--- TASK DIRECTIONS ---
Print the tribute to Ervina Boevé below in full, word for word.
--- START EXCERPT PROVIDED ---
A tribute to Ervina Boevé
by Tom Bloom '71
It always was about ideas when working with Ervina. It’s no coincidence, then, that the first play she directed at Calvin College was Henrik Ibsen’s An Enemy of the People – a play of ideas. Ibsen’s play challenges some of our basic assumptions about the character of a community and it contains the ingredients found in many a Boeve production – the play’s protagonist is an ethical but flawed character and, as community-centered piece, the play examines the precarious balance that exists between the individual and the community. This was the sort of play that Ervina Boeve was drawn to.
--- END EXCERPT PROVIDED ---
--- START PROVIDED INFORMATION ---
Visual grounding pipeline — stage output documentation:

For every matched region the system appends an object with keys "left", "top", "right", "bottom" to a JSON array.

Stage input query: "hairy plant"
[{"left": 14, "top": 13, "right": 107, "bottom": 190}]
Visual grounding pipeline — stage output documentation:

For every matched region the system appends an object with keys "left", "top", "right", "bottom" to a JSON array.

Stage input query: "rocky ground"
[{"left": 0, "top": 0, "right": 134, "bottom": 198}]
--- END PROVIDED INFORMATION ---
--- START PROVIDED INFORMATION ---
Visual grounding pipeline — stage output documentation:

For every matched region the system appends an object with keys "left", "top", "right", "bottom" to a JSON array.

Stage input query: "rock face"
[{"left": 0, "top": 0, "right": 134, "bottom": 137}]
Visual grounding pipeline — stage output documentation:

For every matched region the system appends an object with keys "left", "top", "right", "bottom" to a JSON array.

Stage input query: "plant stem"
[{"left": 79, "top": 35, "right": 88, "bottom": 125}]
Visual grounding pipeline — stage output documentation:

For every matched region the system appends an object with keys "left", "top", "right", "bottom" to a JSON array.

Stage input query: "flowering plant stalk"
--- END PROVIDED INFORMATION ---
--- SOLUTION TO THIS TASK ---
A tribute to Ervina Boevé
by Tom Bloom '71
It always was about ideas when working with Ervina. It’s no coincidence, then, that the first play she directed at Calvin College was Henrik Ibsen’s An Enemy of the People – a play of ideas. Ibsen’s play challenges some of our basic assumptions about the character of a community and it contains the ingredients found in many a Boeve production – the play’s protagonist is an ethical but flawed character and, as community-centered piece, the play examines the precarious balance that exists between the individual and the community. This was the sort of play that Ervina Boeve was drawn to.